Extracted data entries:

══════════════════════════════

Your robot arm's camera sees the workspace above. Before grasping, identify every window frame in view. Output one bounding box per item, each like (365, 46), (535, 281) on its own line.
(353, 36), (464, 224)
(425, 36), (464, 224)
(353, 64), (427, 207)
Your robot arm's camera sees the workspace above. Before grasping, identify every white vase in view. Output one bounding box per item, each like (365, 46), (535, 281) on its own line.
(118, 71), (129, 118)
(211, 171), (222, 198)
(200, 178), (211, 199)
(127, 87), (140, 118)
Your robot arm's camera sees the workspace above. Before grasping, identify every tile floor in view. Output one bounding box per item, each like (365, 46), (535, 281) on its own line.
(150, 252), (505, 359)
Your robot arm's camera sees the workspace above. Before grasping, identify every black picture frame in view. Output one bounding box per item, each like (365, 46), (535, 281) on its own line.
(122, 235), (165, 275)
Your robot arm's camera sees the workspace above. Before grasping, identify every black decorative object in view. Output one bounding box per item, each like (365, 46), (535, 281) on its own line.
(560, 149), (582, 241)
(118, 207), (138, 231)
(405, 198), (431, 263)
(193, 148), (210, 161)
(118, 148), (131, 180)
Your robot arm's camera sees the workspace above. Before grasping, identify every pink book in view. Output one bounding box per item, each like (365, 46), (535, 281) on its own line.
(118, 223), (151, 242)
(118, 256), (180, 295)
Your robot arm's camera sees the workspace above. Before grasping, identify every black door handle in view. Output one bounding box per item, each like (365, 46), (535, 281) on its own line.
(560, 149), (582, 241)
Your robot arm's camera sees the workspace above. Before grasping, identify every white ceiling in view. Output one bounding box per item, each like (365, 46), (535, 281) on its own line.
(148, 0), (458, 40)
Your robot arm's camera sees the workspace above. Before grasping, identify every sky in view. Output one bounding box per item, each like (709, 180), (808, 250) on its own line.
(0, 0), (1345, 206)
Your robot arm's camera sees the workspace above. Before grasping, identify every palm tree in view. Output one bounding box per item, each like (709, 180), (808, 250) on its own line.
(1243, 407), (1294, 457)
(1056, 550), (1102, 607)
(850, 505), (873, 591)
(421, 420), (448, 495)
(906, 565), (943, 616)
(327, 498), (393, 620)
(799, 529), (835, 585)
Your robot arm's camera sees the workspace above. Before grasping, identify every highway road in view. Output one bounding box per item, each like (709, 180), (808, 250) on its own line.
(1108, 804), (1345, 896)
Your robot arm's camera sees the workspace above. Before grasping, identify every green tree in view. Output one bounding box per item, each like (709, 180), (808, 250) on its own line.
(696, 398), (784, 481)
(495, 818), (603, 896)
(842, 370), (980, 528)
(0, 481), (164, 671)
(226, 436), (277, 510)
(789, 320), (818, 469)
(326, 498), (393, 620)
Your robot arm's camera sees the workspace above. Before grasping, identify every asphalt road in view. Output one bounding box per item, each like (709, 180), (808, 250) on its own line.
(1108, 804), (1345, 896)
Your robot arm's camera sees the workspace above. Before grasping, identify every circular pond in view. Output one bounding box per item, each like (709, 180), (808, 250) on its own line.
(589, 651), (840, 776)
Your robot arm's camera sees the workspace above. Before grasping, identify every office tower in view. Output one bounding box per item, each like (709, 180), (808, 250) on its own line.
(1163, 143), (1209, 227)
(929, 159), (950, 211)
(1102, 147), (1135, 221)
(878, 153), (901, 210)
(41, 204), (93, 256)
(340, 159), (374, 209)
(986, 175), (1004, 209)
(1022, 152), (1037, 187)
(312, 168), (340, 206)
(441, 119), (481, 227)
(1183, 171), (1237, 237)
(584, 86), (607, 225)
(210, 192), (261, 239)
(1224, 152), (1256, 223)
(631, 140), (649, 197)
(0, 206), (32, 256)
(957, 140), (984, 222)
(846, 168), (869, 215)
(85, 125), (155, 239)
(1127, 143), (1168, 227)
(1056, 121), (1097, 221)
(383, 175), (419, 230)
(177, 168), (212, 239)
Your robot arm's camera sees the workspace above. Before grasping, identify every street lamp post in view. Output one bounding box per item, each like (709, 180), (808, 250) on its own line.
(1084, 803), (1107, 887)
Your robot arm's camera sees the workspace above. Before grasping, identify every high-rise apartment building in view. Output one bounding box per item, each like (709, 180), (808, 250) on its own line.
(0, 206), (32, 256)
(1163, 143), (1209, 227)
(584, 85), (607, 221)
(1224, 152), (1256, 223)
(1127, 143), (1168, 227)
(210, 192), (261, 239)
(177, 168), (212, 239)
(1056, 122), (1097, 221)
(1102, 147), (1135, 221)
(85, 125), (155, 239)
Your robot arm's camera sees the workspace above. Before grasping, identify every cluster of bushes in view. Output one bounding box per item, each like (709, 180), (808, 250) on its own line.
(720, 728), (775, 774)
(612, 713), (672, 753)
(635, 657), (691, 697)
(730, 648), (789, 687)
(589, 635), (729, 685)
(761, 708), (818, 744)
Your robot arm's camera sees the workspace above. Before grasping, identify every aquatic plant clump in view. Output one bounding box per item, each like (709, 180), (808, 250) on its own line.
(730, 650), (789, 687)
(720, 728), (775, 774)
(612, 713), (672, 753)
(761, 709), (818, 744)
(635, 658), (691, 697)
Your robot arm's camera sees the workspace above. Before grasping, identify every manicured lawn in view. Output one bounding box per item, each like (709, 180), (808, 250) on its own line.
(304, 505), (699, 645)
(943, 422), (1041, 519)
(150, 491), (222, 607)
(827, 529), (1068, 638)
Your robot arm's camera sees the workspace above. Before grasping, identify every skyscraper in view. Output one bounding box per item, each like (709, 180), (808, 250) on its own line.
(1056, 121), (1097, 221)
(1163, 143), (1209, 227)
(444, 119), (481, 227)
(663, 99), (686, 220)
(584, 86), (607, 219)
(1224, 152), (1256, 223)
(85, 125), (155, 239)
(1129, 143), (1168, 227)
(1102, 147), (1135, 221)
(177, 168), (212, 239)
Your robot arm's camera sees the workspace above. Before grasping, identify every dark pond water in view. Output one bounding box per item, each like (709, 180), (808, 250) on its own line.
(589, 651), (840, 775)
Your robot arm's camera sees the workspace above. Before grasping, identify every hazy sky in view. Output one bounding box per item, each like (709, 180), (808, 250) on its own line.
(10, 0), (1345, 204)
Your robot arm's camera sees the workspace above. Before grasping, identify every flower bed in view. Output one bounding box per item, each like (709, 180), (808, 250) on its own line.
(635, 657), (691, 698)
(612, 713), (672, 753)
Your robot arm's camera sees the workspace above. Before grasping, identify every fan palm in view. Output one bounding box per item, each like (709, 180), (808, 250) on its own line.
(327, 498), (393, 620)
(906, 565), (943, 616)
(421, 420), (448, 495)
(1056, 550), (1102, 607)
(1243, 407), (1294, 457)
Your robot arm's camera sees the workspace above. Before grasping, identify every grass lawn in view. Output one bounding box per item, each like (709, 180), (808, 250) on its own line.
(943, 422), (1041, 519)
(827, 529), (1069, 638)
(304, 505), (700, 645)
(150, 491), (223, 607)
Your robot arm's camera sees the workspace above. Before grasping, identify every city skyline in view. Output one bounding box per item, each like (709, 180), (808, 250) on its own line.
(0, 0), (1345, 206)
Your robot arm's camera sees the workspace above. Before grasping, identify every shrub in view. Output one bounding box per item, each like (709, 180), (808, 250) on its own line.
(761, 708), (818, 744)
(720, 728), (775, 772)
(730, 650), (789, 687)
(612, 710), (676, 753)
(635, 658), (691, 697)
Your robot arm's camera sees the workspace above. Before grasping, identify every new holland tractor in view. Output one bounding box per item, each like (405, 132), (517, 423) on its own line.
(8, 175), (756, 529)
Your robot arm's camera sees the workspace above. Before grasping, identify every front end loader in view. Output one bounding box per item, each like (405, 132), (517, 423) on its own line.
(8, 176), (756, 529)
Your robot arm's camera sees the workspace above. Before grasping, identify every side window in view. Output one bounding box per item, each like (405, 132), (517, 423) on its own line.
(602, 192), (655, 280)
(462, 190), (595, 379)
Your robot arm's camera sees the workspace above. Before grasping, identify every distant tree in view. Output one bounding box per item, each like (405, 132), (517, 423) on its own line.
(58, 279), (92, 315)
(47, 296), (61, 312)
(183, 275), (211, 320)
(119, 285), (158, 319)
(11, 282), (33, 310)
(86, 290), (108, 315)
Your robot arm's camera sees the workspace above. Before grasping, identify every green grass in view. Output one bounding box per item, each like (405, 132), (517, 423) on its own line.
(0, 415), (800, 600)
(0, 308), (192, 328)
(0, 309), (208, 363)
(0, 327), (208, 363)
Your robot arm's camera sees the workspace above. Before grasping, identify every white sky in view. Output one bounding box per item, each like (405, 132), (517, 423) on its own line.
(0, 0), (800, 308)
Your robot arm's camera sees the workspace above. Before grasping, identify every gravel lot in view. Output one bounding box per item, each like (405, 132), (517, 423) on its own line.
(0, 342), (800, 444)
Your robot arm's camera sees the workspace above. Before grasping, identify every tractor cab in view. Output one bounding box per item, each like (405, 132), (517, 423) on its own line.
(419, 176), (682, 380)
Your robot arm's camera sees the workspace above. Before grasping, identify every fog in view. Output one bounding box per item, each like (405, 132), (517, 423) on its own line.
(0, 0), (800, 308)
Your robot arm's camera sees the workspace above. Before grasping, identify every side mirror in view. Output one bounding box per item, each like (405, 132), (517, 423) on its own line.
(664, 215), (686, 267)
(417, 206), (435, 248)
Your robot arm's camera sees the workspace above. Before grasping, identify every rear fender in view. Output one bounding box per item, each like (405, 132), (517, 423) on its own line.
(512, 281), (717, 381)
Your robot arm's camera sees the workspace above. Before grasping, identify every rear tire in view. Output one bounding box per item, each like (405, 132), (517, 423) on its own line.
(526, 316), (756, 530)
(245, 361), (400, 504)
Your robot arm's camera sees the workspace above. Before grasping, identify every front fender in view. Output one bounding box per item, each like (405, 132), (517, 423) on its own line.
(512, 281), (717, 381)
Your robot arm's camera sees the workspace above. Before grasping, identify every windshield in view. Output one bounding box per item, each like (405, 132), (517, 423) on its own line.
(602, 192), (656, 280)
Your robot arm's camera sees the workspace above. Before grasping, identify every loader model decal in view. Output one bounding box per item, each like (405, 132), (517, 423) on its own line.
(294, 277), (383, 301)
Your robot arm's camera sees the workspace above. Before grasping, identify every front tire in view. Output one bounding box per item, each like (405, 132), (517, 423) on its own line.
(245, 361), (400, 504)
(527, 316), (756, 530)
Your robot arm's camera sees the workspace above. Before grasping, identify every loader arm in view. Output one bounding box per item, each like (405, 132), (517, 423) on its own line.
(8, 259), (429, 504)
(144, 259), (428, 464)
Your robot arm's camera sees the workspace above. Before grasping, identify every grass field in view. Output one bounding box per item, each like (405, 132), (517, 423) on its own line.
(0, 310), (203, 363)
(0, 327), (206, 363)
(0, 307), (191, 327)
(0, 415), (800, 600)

══════════════════════════════

* Stated problem
Rewrite the listing from the line containing "identify every office" through the line containing "(41, 204), (93, 256)", including both, and keep the request line. Multiply every bounding-box coordinate in the answers by 2.1 and round to whole numbers, halves up, leaving the request and its sample coordinates unchanged; output only those lines.

* Solution for this task
Your robot arm's camera sees the workspace above. Before grasping, identify every office tower in view. Output one bounding box per item, each like (709, 180), (808, 250) on its own line.
(2442, 300), (2539, 477)
(1951, 334), (1995, 443)
(2314, 309), (2384, 464)
(1844, 321), (1892, 441)
(86, 428), (195, 538)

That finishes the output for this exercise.